= Beginning of Section =

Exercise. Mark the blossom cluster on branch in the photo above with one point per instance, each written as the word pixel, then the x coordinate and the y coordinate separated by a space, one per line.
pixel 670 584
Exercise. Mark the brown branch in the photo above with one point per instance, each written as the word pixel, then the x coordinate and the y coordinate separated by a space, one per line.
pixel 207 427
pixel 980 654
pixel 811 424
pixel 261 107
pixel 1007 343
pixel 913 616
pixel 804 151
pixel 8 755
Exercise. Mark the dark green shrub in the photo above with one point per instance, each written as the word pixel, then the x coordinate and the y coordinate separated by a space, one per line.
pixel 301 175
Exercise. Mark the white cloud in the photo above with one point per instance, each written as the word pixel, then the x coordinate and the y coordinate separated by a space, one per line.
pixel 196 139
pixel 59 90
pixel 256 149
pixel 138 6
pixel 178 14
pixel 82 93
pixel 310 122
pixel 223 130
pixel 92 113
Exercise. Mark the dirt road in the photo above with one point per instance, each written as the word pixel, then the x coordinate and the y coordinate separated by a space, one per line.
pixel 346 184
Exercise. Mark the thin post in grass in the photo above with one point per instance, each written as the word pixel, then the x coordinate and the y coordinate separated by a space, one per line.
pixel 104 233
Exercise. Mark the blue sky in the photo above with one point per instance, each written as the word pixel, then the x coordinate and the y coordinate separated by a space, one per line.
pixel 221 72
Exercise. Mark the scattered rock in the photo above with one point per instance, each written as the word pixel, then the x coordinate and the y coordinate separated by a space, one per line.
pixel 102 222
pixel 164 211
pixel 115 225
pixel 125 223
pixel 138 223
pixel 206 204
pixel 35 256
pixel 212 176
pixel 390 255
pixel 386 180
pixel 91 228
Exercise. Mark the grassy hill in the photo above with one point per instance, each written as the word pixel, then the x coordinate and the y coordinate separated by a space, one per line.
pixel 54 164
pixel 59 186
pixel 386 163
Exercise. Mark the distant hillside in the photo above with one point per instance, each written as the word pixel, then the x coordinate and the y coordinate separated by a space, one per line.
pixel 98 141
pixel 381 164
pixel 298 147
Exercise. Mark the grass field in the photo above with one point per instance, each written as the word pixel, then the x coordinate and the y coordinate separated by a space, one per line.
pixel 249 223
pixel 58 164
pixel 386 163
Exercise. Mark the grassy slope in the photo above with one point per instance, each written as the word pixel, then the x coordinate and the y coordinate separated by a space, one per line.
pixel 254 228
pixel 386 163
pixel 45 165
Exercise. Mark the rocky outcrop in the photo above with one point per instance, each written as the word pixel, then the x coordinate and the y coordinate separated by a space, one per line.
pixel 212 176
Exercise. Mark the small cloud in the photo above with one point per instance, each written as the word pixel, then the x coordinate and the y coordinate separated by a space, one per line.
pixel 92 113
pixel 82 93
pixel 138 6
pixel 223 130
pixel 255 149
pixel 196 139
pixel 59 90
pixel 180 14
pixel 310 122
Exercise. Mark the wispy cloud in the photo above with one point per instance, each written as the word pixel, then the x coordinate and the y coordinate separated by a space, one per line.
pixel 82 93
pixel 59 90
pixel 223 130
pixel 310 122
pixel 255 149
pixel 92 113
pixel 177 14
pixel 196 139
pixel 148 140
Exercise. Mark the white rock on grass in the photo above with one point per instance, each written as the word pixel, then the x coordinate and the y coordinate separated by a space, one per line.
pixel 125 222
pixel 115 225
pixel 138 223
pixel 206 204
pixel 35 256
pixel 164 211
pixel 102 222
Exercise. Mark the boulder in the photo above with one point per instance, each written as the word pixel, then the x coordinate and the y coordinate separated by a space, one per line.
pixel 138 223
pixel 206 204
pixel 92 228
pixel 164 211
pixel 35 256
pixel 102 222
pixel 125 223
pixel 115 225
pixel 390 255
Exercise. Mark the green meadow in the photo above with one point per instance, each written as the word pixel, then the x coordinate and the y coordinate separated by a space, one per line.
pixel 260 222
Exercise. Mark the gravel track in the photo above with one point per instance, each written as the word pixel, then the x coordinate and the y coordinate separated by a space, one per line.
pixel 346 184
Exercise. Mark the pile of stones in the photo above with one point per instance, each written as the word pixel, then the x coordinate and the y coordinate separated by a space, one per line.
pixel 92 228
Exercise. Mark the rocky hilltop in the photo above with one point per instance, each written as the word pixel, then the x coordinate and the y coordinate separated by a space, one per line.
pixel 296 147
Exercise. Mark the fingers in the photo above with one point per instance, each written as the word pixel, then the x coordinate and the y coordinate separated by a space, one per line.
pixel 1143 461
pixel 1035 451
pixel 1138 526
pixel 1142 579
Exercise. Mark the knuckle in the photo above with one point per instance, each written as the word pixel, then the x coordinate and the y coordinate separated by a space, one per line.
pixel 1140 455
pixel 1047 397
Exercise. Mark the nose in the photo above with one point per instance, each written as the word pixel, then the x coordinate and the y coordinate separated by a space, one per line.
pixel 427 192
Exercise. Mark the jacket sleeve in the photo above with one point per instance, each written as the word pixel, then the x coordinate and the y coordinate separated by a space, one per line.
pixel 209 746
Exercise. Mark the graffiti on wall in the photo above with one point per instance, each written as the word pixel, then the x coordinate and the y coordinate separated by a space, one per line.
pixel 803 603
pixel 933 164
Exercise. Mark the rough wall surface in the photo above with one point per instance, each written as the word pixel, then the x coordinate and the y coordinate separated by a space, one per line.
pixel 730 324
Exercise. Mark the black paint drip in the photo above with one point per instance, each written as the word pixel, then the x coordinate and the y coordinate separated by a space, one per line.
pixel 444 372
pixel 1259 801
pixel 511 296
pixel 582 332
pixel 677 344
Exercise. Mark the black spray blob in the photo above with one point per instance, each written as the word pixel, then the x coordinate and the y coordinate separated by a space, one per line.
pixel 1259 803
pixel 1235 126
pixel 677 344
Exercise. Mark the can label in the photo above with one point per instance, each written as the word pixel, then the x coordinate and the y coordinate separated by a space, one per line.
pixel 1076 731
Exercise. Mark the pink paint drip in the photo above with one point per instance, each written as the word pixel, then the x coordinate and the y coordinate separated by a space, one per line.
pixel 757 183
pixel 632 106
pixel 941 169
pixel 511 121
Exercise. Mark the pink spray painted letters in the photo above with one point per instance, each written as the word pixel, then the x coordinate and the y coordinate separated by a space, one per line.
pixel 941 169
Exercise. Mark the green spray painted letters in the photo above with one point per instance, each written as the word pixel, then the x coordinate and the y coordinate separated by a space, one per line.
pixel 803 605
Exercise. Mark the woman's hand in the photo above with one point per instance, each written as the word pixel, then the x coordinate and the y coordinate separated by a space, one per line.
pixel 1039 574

= End of Section =

- [Prompt]: Your answer must be every record above, set down exactly as written.

- [Solution to this problem]:
Exercise. Mark the blossom cluster on branch in the photo above with one point per instance, each written as the word pixel, then the x coordinate and the y coordinate separated by a space, one per line.
pixel 670 584
Exercise. Mark the brown branch in the photo above with one point per instance, each written as the word pixel, then the x coordinate and the y coordinate separated by a space, one per line.
pixel 207 427
pixel 980 654
pixel 811 424
pixel 261 107
pixel 1007 343
pixel 913 616
pixel 804 151
pixel 8 755
Exercise. Mark the dark green shrub in the photo above with one point per instance, each written as the word pixel, then the x coordinate and the y coordinate separated by a space, one per line.
pixel 301 175
Exercise. Mark the white cloud in the photo above with one point per instance, each written as the word pixel, then the x coordinate and the y coordinate separated by a space, one per line.
pixel 196 139
pixel 59 90
pixel 256 149
pixel 138 6
pixel 178 14
pixel 82 93
pixel 310 122
pixel 223 130
pixel 92 113
Exercise. Mark the dirt road in the photo above with one point per instance, each written as the word pixel, then the x coordinate and the y coordinate separated by a space, one per line.
pixel 346 184
Exercise. Mark the thin post in grass in the photo above with one point per instance, each written as the word pixel, then the x coordinate and the y coordinate separated by a space, one per line.
pixel 104 233
Exercise. Mark the blue sky in the photo above with one point per instance, each written as the word pixel, then the x coordinate and the y coordinate separated by a space, one per line.
pixel 221 72
Exercise. Mark the scattered rock in the photo above with one point per instance, each written as the word pixel, then the x coordinate and the y coordinate separated by a space, one per line.
pixel 102 222
pixel 164 211
pixel 115 225
pixel 125 223
pixel 138 223
pixel 206 204
pixel 35 256
pixel 212 176
pixel 390 255
pixel 386 180
pixel 91 228
Exercise. Mark the grassy hill in the photo above with one point per instance, each written as the word pixel, then the x coordinate and the y coordinate separated by a space, one per line.
pixel 54 164
pixel 59 186
pixel 386 163
Exercise. Mark the distant hillside in the photo above with one point per instance, each written as the word pixel, then the x coordinate and the y coordinate separated by a space, one per line.
pixel 98 141
pixel 381 164
pixel 298 147
Exercise. Mark the grass field in the photo above with one point per instance, each written as the word pixel, then the x coordinate and the y coordinate separated by a space, one per line.
pixel 249 223
pixel 58 164
pixel 386 163
Exercise. Mark the grassy slope in the photo above with one point per instance, each written as the word pixel, then the x coordinate and the y coordinate separated by a space, one per line.
pixel 254 228
pixel 386 163
pixel 45 165
Exercise. Mark the rocky outcrop in the photo above with one point per instance, each written as the word pixel, then the x coordinate and the y coordinate separated by a space, one per line.
pixel 212 176
Exercise. Mark the small cloud in the photo above with one point per instance, each written as the word pixel, then the x coordinate and the y coordinate separated by a space, one per line.
pixel 92 113
pixel 82 93
pixel 138 6
pixel 223 130
pixel 255 149
pixel 196 139
pixel 59 90
pixel 180 14
pixel 310 122
Exercise. Mark the wispy cloud in the photo above with one point per instance, each written as the word pixel, then the x coordinate and the y coordinate separated by a space, one per line.
pixel 82 93
pixel 59 90
pixel 223 130
pixel 310 122
pixel 255 149
pixel 92 113
pixel 177 14
pixel 196 139
pixel 148 140
Exercise. Mark the white rock on grass in the photo above with one point per instance, each written as the word pixel, then the x coordinate and the y coordinate separated by a space, one per line.
pixel 125 222
pixel 115 225
pixel 138 223
pixel 206 204
pixel 35 256
pixel 164 211
pixel 102 222
Exercise. Mark the boulder in the photo above with one point per instance, each written as the word pixel, then the x coordinate and the y coordinate separated by a space, one per line.
pixel 138 223
pixel 206 204
pixel 92 228
pixel 164 211
pixel 35 256
pixel 102 222
pixel 125 223
pixel 115 225
pixel 390 255
Exercise. Mark the green meadow in the photo above with one point per instance, each written as the word pixel, then the x coordinate and the y coordinate separated by a space, one per line.
pixel 260 222
Exercise. Mark the gravel track in the photo above with one point per instance, each written as the word pixel, then the x coordinate and the y coordinate separated by a space, one per line.
pixel 346 184
Exercise. Mark the pile of stones in the photo above with one point per instance, each written as the word pixel, then the x coordinate and the y coordinate separated by a space, one per line.
pixel 92 228
Exercise. Mark the rocky hilltop in the photo above with one point per instance, each written as the word pixel, then the x coordinate and the y coordinate separated by a space, one per line.
pixel 296 147
Exercise. Mark the fingers in the photo above with one point per instance, each written as the word pixel, then the x coordinate and the y coordinate separated by a space, one per line.
pixel 1143 461
pixel 1035 451
pixel 1138 526
pixel 1142 579
Exercise. Mark the knuckle in the photo above with one point per instance, each written as the word pixel, then the x coordinate and the y coordinate separated by a space, one per line.
pixel 1140 455
pixel 1047 397
Exercise. Mark the nose in the photo above with one point per instance, each written as the word pixel, then the x coordinate and the y coordinate separated by a space, one per line.
pixel 427 192
Exercise. Mark the jacket sleeve in the photo above with one point per instance, each written as the word pixel, then the x coordinate and the y coordinate separated by a space, one per line.
pixel 209 746
Exercise. Mark the graffiti on wall in the photo above with one point per instance, each written as the word pixel, then the x coordinate and the y coordinate separated by a space, one per line.
pixel 803 603
pixel 933 164
Exercise. Mark the rough wall surface in the photo above with one point per instance, each written as the word pixel, then the x coordinate and the y coordinate separated by a space, one per line.
pixel 730 324
Exercise. Mark the black paint drip in the photo above with one point per instance, each written as the word pixel, then the x coordinate and the y coordinate separated by a space, one per line.
pixel 444 372
pixel 1259 801
pixel 511 296
pixel 582 332
pixel 677 344
Exercise. Mark the black spray blob in the photo above with one point per instance, each written as the word pixel, then the x coordinate and the y coordinate separated by a space, one per line.
pixel 1259 803
pixel 1235 126
pixel 677 344
Exercise. Mark the can label in the photo above with one point per instance, each written as the word pixel, then the x coordinate and the y coordinate separated by a space, one per line.
pixel 1076 731
Exercise. Mark the pink paint drip in the photo above with one point per instance, each written as the word pixel, then the x coordinate and the y coordinate separated by a space, one per line.
pixel 757 183
pixel 632 106
pixel 941 169
pixel 511 121
Exercise. Mark the pink spray painted letters in the photo above with one point per instance, each written as the word pixel, then the x coordinate and the y coordinate separated by a space, one per line.
pixel 941 169
Exercise. Mark the green spray painted letters in the photo above with one point per instance, each written as the word pixel, then the x coordinate and the y coordinate separated by a space, one per line.
pixel 803 605
Exercise. Mark the woman's hand in the photo above with one point per instance, each written as the word pixel, then the x coordinate and the y coordinate separated by a space, one per line.
pixel 1039 574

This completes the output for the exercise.